EXERCISE AIM –
Return the full set of entries exactly. Omit none.

RECORDS –
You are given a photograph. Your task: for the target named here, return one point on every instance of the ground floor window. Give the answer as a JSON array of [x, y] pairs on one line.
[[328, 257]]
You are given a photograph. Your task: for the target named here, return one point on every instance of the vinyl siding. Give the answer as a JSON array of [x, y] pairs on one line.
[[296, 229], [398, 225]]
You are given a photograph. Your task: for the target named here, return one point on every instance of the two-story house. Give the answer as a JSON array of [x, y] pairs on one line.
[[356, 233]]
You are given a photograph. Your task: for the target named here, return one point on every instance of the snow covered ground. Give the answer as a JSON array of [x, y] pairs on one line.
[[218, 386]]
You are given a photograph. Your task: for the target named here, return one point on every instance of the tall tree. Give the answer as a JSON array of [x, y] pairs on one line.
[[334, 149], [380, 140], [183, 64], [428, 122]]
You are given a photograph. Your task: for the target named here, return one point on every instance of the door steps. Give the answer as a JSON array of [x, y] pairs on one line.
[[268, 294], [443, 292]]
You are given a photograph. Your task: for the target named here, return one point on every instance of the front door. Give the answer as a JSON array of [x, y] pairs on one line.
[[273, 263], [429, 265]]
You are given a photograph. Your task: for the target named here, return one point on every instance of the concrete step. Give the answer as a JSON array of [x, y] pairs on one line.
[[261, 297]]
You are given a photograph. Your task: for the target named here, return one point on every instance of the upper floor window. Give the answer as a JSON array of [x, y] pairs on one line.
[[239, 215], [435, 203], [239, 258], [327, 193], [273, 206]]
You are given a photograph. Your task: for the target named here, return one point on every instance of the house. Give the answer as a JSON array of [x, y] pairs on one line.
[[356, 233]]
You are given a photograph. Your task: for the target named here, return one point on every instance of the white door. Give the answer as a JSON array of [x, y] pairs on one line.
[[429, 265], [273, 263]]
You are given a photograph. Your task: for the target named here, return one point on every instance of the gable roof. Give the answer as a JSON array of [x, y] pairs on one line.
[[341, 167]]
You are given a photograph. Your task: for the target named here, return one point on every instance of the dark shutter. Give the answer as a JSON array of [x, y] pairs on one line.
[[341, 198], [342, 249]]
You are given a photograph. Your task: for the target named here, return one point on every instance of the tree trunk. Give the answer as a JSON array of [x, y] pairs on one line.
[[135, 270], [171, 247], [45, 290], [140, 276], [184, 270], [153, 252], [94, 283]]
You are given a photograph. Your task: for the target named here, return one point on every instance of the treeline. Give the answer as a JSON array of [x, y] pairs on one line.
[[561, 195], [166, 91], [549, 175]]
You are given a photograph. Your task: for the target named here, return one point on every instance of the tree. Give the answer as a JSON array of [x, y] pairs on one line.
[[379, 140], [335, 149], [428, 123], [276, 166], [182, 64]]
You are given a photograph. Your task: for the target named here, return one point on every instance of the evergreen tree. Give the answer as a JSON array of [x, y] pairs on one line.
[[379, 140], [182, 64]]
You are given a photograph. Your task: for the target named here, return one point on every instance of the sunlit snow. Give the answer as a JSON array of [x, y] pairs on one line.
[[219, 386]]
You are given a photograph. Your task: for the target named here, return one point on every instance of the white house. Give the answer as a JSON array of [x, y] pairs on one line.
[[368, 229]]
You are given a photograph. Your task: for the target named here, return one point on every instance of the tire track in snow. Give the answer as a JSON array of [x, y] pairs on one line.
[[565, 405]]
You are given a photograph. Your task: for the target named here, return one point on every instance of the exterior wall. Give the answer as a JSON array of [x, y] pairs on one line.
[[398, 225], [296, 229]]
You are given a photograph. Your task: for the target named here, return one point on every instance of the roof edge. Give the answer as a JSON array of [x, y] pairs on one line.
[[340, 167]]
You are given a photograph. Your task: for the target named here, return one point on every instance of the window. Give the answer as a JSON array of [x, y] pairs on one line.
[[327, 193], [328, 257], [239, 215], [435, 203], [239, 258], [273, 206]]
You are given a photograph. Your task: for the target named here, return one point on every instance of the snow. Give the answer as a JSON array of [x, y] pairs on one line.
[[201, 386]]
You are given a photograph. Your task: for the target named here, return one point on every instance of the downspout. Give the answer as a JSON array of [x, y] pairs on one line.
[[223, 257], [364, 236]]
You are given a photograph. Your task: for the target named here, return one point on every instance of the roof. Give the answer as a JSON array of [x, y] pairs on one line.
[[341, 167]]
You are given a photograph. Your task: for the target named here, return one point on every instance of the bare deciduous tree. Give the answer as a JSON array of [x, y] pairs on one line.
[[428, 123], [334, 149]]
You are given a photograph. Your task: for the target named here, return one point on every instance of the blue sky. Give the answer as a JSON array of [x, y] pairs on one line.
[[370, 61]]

ANSWER –
You are given a photograph. Your task: for the target named here, return one point on every instance of the ground floor window. Give the answer as a JSON array of [x, y] pairs on one line.
[[328, 257]]
You are given a photograph. Your task: for the target named here, return one point on every instance of the vinyl siding. Give the answer as a JSON array of [x, y] pairs on one line.
[[296, 229], [398, 225]]
You are given a photograph. Your task: for the target named here, return one point on every instance of the two-story house. Give the answer as a JSON array of [x, y] pairs on one line.
[[356, 233]]
You are given a photograph. Your task: for the target named here, return one point on every instance of the snow covered ground. Give the answer as a JSON array of [x, y] pairs on one line.
[[218, 386]]
You are given a photograph. Your task: for the target named here, return one point on every instance of the tall tree. Give the answer as a JSON array of [x, y] pairs on one line.
[[334, 149], [380, 140], [183, 64], [428, 122]]
You are given a photograph. Your task: for the target named here, return one point on every instance of the door steps. Give the answer as a JSON array of [x, y] pairs on one line.
[[268, 294], [443, 292]]
You are given a photograph. Your task: for the target named here, return one point on every instance of the front door. Give the answer as a JSON array of [x, y] pairs on one line.
[[273, 263], [429, 265]]
You are given a photograph. Your task: for the target named here, return one point on every instance of the concrete step. Give the answer as a JSON array of [x, y] pairs on one line.
[[261, 297]]
You are given a photograph. Your task: for the target named here, return one point on every instance of the upper floor window. Give the answer as a JSON array of [x, y] pairs on one line.
[[239, 215], [435, 203], [239, 258], [327, 193], [273, 206]]
You are given a photograph. Your task: for the target named here, return one point on every instance of the house. Give the answer as a JSON array of [x, y] pairs on one line.
[[356, 233]]
You are given a photograph. Your task: for the target named here, return one point on every instance of the white door. Give the answer as a JSON array of [x, y] pairs on one line.
[[429, 265], [273, 263]]
You are given a photograph. Your task: for the target named here, return one point on every instance of the gable roof. Give the answer as a JSON array of [x, y] pairs on one line.
[[341, 167]]
You are given a photograph. Your task: for the target named here, return one point on every instance of the dark shutter. Give the answer as a JSON array of [x, y] pairs on one line.
[[341, 198], [342, 249]]
You are given a photograph. Your task: for the target named here, return one point on every instance of the tree trunk. Give the answer as a JSON array of [x, y] pairs on one line.
[[135, 270], [171, 247], [45, 290], [140, 276], [184, 270], [153, 252], [94, 283]]
You are given a photograph. Your task: for the target named here, return one point on every instance of the treeline. Give the answer as a JSON array of [x, y] pairs on one line.
[[561, 195], [166, 91], [549, 175]]
You are given a photograph. Your task: for the target named here, return one point on every instance of the tree. Give the answer as a JSON array of [x, y] pairs on one line.
[[379, 140], [335, 149], [428, 123], [276, 166], [182, 64]]
You are given a photograph. Your task: for the target named here, return one point on every instance of the evergreen tree. Give the answer as a JSON array of [x, y] pairs on one line.
[[379, 140], [182, 64]]
You are given a photograph. Your task: for the target named here, return one point on every instance of the sunlit snow. Give the answer as a JSON array of [x, y] pairs on one line.
[[219, 386]]
You are given a photograph. Your task: for the target named here, return one point on every instance of the white house. Give the answer as a JSON array of [x, y] pairs on one line.
[[368, 229]]
You are given a photograph. Your task: for the target named here, return one point on every instance of the tire track in snow. Give the answer as a JSON array of [x, y] pairs on one line.
[[565, 405]]
You are given a photograph. Your task: for the target named here, return one point on every instance of the exterior wall. Give the answer as a JSON array of [x, y] pairs on one line.
[[398, 225], [296, 229]]
You are given a photograph. Your task: for the target named here, return one point on every instance of the roof edge. Give the answer as a JSON array of [x, y] pairs on one line.
[[340, 167]]
You are given a photograph. Your task: for the target named here, return one point on every instance of the window. Give the answer as a JSON array of [x, y] pairs on one line.
[[327, 193], [328, 257], [239, 215], [435, 203], [239, 258], [273, 206]]
You are given a photograph. Your task: for the target named here, return one point on every instance of the snow. Give the answer as a JSON array of [x, y] pairs on one line.
[[201, 386]]
You are given a photograph. Your task: for the target named here, return one point on every instance of the downspout. Give the answer as a JSON array of [x, y] pairs on one line.
[[223, 257], [364, 236]]
You are given a photograph. Your task: for the target named here, return one point on every instance of the roof. Give the answer as a JSON array of [x, y] pairs on one line.
[[341, 167]]
You are given a photograph. Your task: for the target named here, return one point on every instance of the bare deciduous tree. Give the answer as a JSON array of [x, y] pairs on one line.
[[428, 123], [334, 149]]
You are given a photograph. Your task: for the target named here, return one point on every instance of the blue sky. Give the answer as a JSON array of [x, y] pairs on one line.
[[370, 61]]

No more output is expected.